• Given exercise A
Reproduce word for word the part of the point estimation chapter below, starting with "4.1.1 Problem setup" and going on through "in Figure 4.1.".
• Given exercise B
Answer these questions using the point estimation chapter below:
(i) What does the chapter mean by a "point" estimate?
(ii) How many observations do the red crosses in Figure 4.1 show?
(iii) What does the little $x_i$ represent?
• Given exercise C
Continue the point estimation chapter below from its last sentence.

• Text passage
____________________

Chapter 4 Point estimation

In this chapter, we consider how to estimate the parameters of a probability distribution, given observations from that distribution. By “point” estimate, we mean a single number as the estimate. (In the next chapter, we will consider interval estimates: estimates in the form of a range of values).

4.1 Estimating the parameters of a normal distribution

4.1.1 Problem setup and notation

Suppose we model some data with a normal distribution: we have $n$ independent and identically distributed normal random variables \[\begin{equation} X_1,X_2,\ldots,X_{n}\stackrel{i.i.d}{\sim} N(\mu, \sigma^2), \end{equation}\] where the values of $\mu$ and $\sigma^2$ are unknown to us. We denote the observed values of these $n$ random variables by $x_1,\ldots,x_n$. How should we estimate $\mu$ and $\sigma^2$ using $x_1,\ldots,x_n$? This problem is illustrated in Figure 4.1.

$The red crosses show 10 observations drawn from the $N(\mu, \sigma^2)$ distribution. Suppose we *only* know the values of these 10 observations: can we use them to estimate the values of $\mu$ and $\sigma^2$?$

Figure 4.1: The red crosses show 10 observations drawn from the $N(\mu, \sigma^2)$ distribution. Suppose we only know the values of these 10 observations: can we use them to estimate the values of $\mu$ and $\sigma^2$?

The distinction between big $X$ and little $x$ is important: we use $X_i$ to represent a random variable, and $x_i$ to represent the observed value of a random variable.

We can think of $X_i$ as describing the situation before we have collected our data: we don’t know what value we are going to observe, so we represent it by a random variable $X_i$.
We can think of $x_i$ as describing the situation after we have collected our data: we now have a numerical value for our $i$th observation, which we denote by a constant $x_i$.

4.1.2 The sample mean and sample variance

We’ll define some notation/terminology now, that we will use a lot from now on.

____________________

• Data segment
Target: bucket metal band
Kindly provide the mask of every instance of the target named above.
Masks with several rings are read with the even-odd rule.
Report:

____________________

• Exercise answer A
4.1.1 Problem setup and notation

Suppose we model some data with a normal distribution: we have $n$ independent and identically distributed normal random variables \[\begin{equation} X_1,X_2,\ldots,X_{n}\stackrel{i.i.d}{\sim} N(\mu, \sigma^2), \end{equation}\] where the values of $\mu$ and $\sigma^2$ are unknown to us. We denote the observed values of these $n$ random variables by $x_1,\ldots,x_n$. How should we estimate $\mu$ and $\sigma^2$ using $x_1,\ldots,x_n$? This problem is illustrated in Figure 4.1.

• Exercise answer B
(i) A single number as the estimate.
(ii) 10.
(iii) The observed value of a random variable.

• Exercise answer C
Definition 4.1 (Sample mean) Given the observations $x_1,\ldots,x_n$, we define the sample mean to be \[ \bar{x}: = \frac{1}{n}\sum_{i=1}^n x_i. \]

Definition 4.2 (Sample variance) Given the observations $x_1,\ldots,x_n$, we define the sample variance to be \[ s^2: = \frac{1}{n-1}\sum_{i=1}^n (x_i-\bar{x})^2. \]

Confusingly, the word “mean” has multiple meanings in probability and statistics! Don’t confuse the “sample mean” $\bar{x}$ with the “mean of a random variable” $\mathbb{E}(X)$: they are not the same thing! Similarly, “sample variance” doesn’t mean the same thing as the “variance of a random variable” $Var(X)$

4.1.3 Point estimates for the mean and variance

For now, we will simply state suitable estimates for the parameters of any distribution (methods such as “maximum likelihood estimation” can be used to derive estimates). For the normal distribution, we will use the estimates

\[\begin{align} \hat{\mu} &:= \bar{x} \\ \hat{\sigma}^2 &:= s^2. \end{align}\]

The hat $\hat{}$ notation is important here: it is used to denote that $\hat{\mu}$ and $\hat{\sigma}^2$ are only estimates of $\mu$ and $\sigma^2$. Don’t write an expression such as $\mu = \bar{x}$: this would be claiming that the true value of the unknown mean parameter $\mu$ is the sample mean $\bar{x}$.

In R, these can be calculated with the functions mean() and var() respectively.

4.1.4 Testing the method

To illustrate the notation, the R commands, and to persuade ourselves that the formulae give sensible estimates, we’ll do a simulation example in R.

We’ll consider a sample of 100 observations

\[ X_1,\ldots, X_{100}\stackrel{i.i.d}{\sim} N(\mu, \sigma^2) \] We’ll now get R to generate some data. To do this, we have to choose values for $\mu$ and $\sigma^2$: I’ll choose $\mu=20$ and $\sigma^2 = 25$:

x <- rnorm(n = 100, mean = 20, sd = 5)

If we inspect the first three elements of x, we get

x[1:3]

## [1] 20.36 16.76 16.07

so we have $x_1=$ 20.36, $x_2=$ 16.76, $x_3=$ 16.07, $\ldots$. Now pretending that we don’t know the true values of $\mu$ and $\sigma^2$, we compute our sample mean and sample variance:

mean(x)

## [1] 18.89395

var(x)

## [1] 30.37141

so we have \[\begin{eqnarray*} \hat{\mu}&=& \bar{x} = \frac{1}{100}\sum_{i=1}^{100} x_i=\mbox{18.9},\\ \hat{\sigma}^2&=& s^2 = \frac{1}{99}\sum_{i=1}^{100} (x_i-\bar{x})^2= \mbox{30.4}, \end{eqnarray*}\] to 3 s.f., and these estimates are similar to the true values, as we would hope. We illustrate this in Figure 4.2.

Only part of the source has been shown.